Écrit par sur avril 19, 2015

Diffusée dimanche sur HBO, Game of Thrones" a rassemblé 8 millions de téléspectateurs. Comment expliquer ce succès ? Pour Hervé Gonay, directeur de Getplus et précurseur du webmarketing B2B, GoT doit sa réussite à sa capacité d'adaptation. Comme dans le secteur du webmarketing, la série évolue dans un univers difficile, proche du monde dans lequel nous vivons.Le succès de "Game of Thrones" illustre une évolution importante des mentalités : la prise en compte de l’échec, non pas comme une impasse, mais au contraire comme condition de la réussite.

 

Une évolution qui trouve un large écho dans le domaine de la vente, où de plus en plus de commerciaux abandonnent le forcing pour une démarche itérative refus-accord.

 

Une série qui dépeint un monde incertain

 

La saison 5 de "Game of Thrones" à peine lancée, on sait déjà qu’elle va battre tous les records d’audience. Le succès de la série HBO s’explique par de nombreux facteurs, comme la qualité de réalisation ou la direction d’acteurs.

# BLOC DE DONNÉES
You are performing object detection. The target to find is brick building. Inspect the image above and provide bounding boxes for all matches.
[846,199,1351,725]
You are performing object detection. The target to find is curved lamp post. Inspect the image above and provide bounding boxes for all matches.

# CONSIGNE
Selon le texte fourni, combien de téléspectateurs la diffusion de « Game of Thrones » sur HBO a-t-elle réunis dimanche ? La liste n'a aucun lien avec le texte fourni.

# RÉPONSE ATTENDUE
Elle a réuni 8 millions de téléspectateurs.